- _Task brief_
Repeat exactly, and only, the lines from the one containing "Question. Put a dot on every instance of the hand holding" through the end of the records.

Begin

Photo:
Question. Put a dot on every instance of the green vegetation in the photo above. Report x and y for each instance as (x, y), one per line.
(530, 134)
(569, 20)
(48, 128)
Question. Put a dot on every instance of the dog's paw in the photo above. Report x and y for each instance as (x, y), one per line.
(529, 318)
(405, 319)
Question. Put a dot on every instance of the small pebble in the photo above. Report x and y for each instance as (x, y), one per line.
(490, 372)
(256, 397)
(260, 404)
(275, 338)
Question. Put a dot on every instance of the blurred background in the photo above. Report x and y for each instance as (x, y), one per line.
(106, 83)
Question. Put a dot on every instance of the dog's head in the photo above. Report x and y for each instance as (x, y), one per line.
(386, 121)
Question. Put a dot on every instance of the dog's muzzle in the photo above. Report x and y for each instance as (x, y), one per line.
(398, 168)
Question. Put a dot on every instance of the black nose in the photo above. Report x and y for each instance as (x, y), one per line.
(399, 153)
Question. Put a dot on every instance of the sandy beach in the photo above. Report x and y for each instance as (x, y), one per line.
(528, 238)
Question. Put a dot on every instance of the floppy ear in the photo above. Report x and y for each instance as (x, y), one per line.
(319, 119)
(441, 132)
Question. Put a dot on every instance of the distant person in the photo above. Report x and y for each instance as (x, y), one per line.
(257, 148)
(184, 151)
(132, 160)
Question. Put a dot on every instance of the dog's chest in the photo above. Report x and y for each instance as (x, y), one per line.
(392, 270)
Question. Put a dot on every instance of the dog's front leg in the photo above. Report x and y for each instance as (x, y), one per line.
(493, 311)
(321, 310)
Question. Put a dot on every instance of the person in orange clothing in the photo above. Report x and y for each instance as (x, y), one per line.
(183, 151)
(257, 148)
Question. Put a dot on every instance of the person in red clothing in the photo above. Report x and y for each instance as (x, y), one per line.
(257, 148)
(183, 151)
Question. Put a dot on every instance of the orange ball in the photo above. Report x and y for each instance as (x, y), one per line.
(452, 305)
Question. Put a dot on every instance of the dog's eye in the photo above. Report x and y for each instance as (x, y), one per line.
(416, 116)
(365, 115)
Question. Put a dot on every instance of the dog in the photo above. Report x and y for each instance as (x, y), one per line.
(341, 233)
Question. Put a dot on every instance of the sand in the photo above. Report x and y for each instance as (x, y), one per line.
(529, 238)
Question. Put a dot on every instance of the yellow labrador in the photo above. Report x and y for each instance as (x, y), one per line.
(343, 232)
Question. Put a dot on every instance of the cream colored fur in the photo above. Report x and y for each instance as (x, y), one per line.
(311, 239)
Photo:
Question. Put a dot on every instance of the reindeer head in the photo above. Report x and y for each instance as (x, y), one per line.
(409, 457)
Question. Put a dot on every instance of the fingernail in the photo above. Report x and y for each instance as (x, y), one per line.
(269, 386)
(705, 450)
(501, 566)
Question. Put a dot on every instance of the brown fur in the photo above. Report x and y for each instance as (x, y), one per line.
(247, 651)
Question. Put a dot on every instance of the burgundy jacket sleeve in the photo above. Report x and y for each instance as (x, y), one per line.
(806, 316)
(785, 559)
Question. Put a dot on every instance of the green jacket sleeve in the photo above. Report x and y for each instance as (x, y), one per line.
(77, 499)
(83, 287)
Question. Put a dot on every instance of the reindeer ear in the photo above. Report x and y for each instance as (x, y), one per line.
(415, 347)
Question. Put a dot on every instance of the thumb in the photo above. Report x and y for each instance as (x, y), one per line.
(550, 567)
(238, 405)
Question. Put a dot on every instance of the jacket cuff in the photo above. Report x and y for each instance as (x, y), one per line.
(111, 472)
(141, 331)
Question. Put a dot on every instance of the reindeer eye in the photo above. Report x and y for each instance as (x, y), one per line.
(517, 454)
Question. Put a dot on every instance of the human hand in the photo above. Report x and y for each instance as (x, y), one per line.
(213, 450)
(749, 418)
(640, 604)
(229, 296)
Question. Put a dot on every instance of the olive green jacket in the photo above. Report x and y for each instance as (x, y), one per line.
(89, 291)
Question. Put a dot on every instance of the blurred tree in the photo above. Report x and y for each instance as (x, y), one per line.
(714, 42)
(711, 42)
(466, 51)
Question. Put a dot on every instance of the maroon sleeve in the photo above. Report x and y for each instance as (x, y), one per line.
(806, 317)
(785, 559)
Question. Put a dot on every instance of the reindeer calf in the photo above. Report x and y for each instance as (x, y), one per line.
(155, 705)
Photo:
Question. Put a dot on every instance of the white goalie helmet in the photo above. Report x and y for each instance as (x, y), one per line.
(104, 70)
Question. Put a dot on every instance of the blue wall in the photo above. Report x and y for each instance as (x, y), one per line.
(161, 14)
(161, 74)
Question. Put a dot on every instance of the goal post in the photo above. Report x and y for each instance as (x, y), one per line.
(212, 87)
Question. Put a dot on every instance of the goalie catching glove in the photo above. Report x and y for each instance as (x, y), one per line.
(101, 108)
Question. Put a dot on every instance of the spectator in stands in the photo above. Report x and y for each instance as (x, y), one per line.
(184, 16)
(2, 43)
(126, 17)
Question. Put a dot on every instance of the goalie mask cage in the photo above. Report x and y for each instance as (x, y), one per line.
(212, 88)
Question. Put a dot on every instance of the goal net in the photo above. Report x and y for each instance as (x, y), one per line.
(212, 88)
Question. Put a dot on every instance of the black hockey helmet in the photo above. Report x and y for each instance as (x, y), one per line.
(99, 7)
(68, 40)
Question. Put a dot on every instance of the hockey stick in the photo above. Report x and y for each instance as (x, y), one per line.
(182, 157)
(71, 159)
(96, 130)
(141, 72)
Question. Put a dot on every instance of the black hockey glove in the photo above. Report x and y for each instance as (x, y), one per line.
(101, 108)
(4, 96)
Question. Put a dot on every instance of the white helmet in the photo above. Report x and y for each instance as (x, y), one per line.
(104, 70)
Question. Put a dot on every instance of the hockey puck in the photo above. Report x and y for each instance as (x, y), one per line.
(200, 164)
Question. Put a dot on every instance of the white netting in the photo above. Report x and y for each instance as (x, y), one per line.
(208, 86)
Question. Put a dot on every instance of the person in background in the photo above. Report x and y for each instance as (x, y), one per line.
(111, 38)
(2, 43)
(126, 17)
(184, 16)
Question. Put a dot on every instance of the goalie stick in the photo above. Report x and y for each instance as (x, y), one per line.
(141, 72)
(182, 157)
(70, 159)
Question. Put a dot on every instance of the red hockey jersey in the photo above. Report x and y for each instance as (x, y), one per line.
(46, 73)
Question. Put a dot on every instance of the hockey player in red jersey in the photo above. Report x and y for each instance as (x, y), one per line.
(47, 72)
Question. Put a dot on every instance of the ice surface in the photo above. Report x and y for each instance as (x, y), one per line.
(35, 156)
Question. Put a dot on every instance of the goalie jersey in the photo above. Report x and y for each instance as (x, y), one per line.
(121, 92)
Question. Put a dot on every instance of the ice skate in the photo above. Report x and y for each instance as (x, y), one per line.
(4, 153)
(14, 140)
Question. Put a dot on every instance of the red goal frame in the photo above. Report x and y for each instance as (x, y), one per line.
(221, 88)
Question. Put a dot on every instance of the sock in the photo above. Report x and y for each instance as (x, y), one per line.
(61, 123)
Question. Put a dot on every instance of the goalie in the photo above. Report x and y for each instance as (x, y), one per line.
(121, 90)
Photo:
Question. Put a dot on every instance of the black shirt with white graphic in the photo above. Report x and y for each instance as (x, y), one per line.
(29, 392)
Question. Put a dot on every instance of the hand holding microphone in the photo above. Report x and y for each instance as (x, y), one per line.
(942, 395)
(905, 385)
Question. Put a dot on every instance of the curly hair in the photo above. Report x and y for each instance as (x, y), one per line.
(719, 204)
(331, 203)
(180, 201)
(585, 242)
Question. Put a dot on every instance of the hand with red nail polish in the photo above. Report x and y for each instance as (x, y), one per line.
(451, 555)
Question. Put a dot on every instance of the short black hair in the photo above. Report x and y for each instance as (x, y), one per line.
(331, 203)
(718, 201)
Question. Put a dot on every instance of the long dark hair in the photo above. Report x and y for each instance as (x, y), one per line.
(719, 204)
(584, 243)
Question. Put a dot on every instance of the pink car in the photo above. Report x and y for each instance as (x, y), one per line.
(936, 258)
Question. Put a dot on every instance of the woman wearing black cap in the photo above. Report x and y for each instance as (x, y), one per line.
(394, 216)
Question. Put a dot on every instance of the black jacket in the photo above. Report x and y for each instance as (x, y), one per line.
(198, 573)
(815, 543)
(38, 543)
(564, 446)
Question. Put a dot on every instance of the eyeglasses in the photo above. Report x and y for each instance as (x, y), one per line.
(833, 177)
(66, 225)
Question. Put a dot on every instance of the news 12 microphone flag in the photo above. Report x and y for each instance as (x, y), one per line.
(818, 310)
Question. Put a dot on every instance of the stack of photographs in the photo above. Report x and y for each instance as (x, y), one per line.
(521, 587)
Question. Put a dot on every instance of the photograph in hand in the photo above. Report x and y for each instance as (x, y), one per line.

End

- _Reply to the exercise_
Question. Put a dot on every instance of the hand holding microphone in the photo above. Report x and y for each instance as (x, y), one per line.
(942, 395)
(905, 385)
Question. Put a dot on every instance of the curly hair in the photo above. Report x and y for each instance as (x, y), one per line.
(719, 204)
(331, 203)
(180, 201)
(585, 242)
Question. Put a dot on every instance of the hand with red nail polish in the photo above. Report x and y for each instance as (x, y), one per line.
(451, 555)
Question. Put a dot on every instance of the short black hair in the photo above. Report x and y for each instance as (x, y), one per line.
(331, 203)
(718, 201)
Question. Put a dot on every instance of the long dark hair in the photo above. Report x and y for each instance as (x, y), one per line.
(719, 204)
(584, 243)
Question. Put a dot on every instance of the pink car in the photo above. Report x and y for each instance as (x, y), one per line.
(936, 258)
Question. Put a dot on every instance of the woman wearing black cap in the photo above. Report x and y for each instance as (x, y), one per line.
(394, 216)
Question. Put a dot on every instance of the black jacket in the photo above. Report x and y for each instance as (x, y), one per line.
(198, 573)
(815, 543)
(38, 543)
(564, 446)
Question. Put a dot on every instance of the eyeglasses in the photo above. Report x and y for each instance as (x, y), one per line.
(833, 177)
(66, 225)
Question. Put a dot on every instance of the news 12 microphone flag in the photo above. Report x and y for each instance as (x, y), one per line.
(818, 310)
Question. Put a dot on every instance of the stack of photographs in the photo above. Report x and y for each instance as (x, y), one per line.
(521, 587)
Question. Put a dot on every instance of the photograph in hand in the photo above. Report x and y for each instance as (x, y), one per line.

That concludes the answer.